> _WHAT THE TASK REQUIRES_: For this exercise, please find the lines in the entries that include the word "below" and copy them.

Phrase grounding data
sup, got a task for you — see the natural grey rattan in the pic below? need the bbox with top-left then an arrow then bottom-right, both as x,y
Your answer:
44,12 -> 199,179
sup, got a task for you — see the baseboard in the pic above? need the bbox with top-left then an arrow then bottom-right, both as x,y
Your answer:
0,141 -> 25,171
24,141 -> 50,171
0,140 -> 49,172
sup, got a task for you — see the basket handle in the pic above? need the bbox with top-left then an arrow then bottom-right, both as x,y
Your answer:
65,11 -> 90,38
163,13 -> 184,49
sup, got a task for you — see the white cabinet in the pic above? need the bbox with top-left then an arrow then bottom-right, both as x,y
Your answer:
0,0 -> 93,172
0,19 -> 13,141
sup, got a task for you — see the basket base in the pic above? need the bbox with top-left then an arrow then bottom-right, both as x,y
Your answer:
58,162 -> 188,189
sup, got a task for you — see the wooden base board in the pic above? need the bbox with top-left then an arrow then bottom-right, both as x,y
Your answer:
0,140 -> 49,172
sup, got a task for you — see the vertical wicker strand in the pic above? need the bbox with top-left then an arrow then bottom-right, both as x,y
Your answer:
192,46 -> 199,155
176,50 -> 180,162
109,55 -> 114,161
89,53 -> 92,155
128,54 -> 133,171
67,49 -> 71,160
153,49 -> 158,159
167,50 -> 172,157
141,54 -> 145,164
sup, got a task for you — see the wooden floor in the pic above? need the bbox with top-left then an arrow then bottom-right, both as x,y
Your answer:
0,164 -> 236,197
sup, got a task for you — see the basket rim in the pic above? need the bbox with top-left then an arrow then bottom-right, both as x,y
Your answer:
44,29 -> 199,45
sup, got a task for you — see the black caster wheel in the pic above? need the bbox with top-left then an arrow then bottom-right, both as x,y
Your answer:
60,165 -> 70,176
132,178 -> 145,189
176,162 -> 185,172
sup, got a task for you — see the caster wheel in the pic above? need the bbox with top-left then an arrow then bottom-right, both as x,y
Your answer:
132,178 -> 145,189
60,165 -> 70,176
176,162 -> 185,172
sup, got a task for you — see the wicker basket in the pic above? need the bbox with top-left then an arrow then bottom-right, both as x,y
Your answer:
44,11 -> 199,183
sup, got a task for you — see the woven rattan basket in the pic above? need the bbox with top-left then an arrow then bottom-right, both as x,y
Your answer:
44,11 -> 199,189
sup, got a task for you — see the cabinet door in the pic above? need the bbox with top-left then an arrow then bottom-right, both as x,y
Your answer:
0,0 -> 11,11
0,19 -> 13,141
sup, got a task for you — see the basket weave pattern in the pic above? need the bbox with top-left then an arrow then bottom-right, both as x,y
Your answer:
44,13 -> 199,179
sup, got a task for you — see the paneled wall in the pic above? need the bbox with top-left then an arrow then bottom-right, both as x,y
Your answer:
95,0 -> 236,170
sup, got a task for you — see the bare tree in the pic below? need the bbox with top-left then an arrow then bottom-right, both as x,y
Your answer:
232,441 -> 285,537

> _WORKED SOLUTION_:
sup, got a task for you — see the natural grey rattan in the pic below? need the bbox with top-left then an arrow then bottom-right, both as x,y
sup, got a task for you — see the bare tree in the pic below? need the bbox with top-left then an arrow then bottom-right, both as x,y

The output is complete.